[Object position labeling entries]
● ● ● ● ● ● ●
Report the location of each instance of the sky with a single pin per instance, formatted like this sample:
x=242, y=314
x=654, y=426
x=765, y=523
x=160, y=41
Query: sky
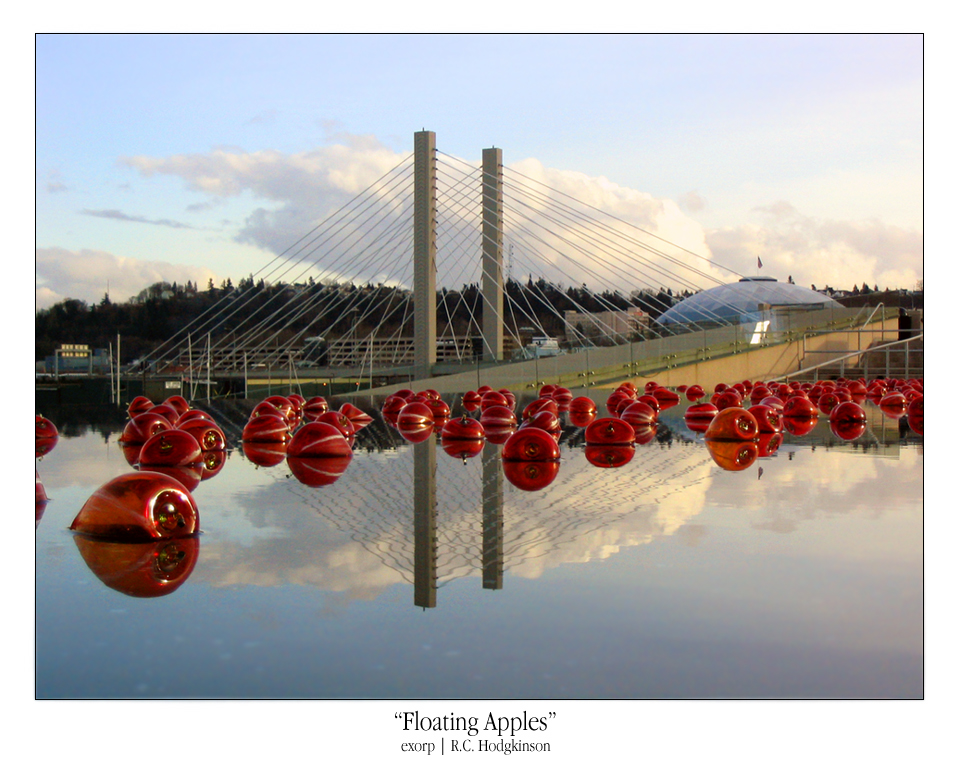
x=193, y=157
● ● ● ● ● ● ●
Exercise prompt | Reproduce every one of the records above word for word, but leave the pictures out of your copy.

Solved exercise |
Report the location of each instance of the sky with a single pin per instance, formatted like this sample:
x=242, y=314
x=654, y=426
x=765, y=523
x=160, y=41
Query: sky
x=193, y=157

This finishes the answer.